Task goal:
Beginning with the first line of the data below, extract each line up to and including the one containing "Note: locate the gray". Copy them exactly and add nothing.

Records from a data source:

◇ ◇ ◇ ◇ ◇ ◇ ◇

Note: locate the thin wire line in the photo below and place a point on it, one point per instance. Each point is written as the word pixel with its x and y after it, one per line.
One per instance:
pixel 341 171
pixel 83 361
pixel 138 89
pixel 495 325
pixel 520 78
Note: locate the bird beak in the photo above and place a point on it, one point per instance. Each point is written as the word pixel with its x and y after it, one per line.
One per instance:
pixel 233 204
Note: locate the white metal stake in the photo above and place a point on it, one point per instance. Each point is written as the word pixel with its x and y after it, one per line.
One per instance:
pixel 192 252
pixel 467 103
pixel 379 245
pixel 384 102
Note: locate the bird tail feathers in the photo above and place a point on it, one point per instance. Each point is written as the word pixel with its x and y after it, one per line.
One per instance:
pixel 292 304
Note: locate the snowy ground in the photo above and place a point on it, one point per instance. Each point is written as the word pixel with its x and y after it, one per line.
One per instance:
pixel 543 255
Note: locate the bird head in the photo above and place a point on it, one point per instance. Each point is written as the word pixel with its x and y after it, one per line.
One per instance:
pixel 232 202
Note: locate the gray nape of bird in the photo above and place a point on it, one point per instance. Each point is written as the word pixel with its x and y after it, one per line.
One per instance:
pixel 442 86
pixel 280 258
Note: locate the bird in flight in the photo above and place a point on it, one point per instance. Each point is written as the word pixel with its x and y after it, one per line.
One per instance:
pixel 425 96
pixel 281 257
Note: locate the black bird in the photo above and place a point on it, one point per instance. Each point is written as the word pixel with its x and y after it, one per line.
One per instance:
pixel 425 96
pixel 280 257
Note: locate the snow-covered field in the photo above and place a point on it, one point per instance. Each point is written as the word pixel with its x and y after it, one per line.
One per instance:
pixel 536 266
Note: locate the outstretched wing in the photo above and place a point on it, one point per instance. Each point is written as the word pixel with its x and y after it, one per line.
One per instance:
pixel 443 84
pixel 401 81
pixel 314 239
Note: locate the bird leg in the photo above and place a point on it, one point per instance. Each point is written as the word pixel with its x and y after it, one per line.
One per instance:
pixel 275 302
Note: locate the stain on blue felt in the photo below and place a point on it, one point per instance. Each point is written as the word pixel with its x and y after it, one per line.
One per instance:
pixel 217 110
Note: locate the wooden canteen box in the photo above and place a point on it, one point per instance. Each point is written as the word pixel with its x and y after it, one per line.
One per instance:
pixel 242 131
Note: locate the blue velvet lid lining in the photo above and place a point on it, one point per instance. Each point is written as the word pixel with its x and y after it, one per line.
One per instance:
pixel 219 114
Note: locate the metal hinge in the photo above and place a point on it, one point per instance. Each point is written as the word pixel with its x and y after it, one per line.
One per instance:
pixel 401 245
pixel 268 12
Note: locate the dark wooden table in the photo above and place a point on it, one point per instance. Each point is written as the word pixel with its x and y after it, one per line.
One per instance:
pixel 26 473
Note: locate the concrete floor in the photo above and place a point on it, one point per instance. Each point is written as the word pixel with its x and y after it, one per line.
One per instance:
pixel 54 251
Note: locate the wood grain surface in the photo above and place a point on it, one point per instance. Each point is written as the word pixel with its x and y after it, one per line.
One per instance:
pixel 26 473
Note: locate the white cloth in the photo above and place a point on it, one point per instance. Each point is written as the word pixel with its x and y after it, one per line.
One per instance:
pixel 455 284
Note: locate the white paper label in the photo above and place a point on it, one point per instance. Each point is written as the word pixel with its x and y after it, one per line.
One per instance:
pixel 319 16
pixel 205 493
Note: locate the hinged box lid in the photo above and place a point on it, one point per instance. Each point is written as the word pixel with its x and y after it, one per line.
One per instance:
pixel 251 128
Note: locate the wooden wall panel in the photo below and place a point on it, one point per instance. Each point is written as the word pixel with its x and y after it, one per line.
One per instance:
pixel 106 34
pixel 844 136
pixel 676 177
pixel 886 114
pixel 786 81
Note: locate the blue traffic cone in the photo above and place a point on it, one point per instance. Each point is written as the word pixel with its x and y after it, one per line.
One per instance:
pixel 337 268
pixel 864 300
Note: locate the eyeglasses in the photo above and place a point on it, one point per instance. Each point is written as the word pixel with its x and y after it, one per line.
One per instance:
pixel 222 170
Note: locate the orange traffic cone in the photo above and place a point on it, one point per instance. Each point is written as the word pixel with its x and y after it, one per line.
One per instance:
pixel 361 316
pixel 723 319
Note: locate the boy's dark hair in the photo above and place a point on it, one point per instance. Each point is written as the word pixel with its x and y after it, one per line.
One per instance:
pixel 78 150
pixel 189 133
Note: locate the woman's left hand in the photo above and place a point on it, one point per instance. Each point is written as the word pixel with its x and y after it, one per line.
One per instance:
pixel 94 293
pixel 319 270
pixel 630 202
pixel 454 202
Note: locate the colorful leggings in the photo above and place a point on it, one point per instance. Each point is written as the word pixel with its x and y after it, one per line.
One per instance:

◇ ◇ ◇ ◇ ◇ ◇ ◇

Solution to this task:
Note: locate the thin wire line in the photo below and place a point on it, one point per instance. Each point is written as the word pixel with its x and y after it, one per line.
One per instance:
pixel 341 171
pixel 83 361
pixel 138 89
pixel 495 325
pixel 520 78
Note: locate the bird beak in the photo above and place a point on it, one point per instance. Each point is written as the word pixel with its x and y after it, one per line.
One per instance:
pixel 233 204
Note: locate the white metal stake in the photo above and place a point on it, one point per instance. Each point is written as the word pixel with its x and y after it, one per line.
One per instance:
pixel 192 252
pixel 467 103
pixel 379 245
pixel 384 102
Note: locate the bird tail feathers in the photo above and place a point on it, one point per instance. Each point is written as the word pixel with its x and y after it, one per line.
One per instance:
pixel 292 304
Note: locate the snowy ground in the photo above and place a point on it, one point per instance. Each point is written as the word pixel with its x and y after it, one per line.
One per instance:
pixel 543 255
Note: locate the bird head in the photo above and place a point on it, one point per instance. Each point is written as the word pixel with its x and y after it, one per line.
One per instance:
pixel 232 202
Note: locate the gray nape of bird in the photo above and place a point on it, one point per instance. Each point is written as the word pixel with its x and y after it, one per line.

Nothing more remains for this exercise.